> _Your tasks_:
**A.** In the forum thread about upgrading a 2-axis DRO to 3 axes, which company makes adapters that let Sargon scales work with Jenix DRO systems?
**B.** Continue the forum thread about upgrading a 2-axis DRO to 3 axes, picking up after its last line.

> _Excerpted text_:
# What to do with a 2 axis DRO when you what 3 axis.



## fltenwheeler (Jul 28, 2022)

I have a Jet JVM-830F that I put a 2 axis DRO many years ago. I decided that I wanted a 3 axis DRO. 

What was on it was a Sargon that went out of business years ago. I was thinking I would need to change out everything. 

I found that Linear Measuring Systems makes adapters to use Sargon and other systems to work with Jenix DRO systems. 

For less than $500 I was able to purchase a new scale and display that would use my already installed scales. 

Tim


----------



## SmithDoor (Jul 28, 2022)

fltenwheeler said:


> I have a Jet JVM-830F that I put a 2 axis DRO many years ago. I decided that I wanted a 3 axis DRO.
> 
> What was on it was a Sargon that went out of business years ago. I was thinking I would need to change out everything.
> 
> ...

> _Material provided_:
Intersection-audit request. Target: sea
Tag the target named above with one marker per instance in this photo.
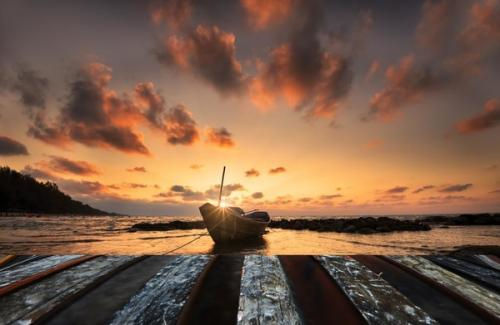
(110, 235)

> _Solved tasks_:
**A.** Linear Measuring Systems

**B.**
Your screen is 3 axis by front cover 
What does back look like?

Dave


----------



## fltenwheeler (Jul 28, 2022)

This is the new 3 axis display.

The old one was just 2 axis and had no functions. 

Tim


----------



## SmithDoor (Jul 28, 2022)

fltenwheeler said:


> This is the new 3 axis display.
> 
> The old one was just 2 axis and had no functions.
> 
> Tim


From Shars.com you buy a single axis display for quill or knee.

You can find them on Amazon too

Dave


----------



## fltenwheeler (Jul 29, 2022)

Here is the original display. The new display is much nicer.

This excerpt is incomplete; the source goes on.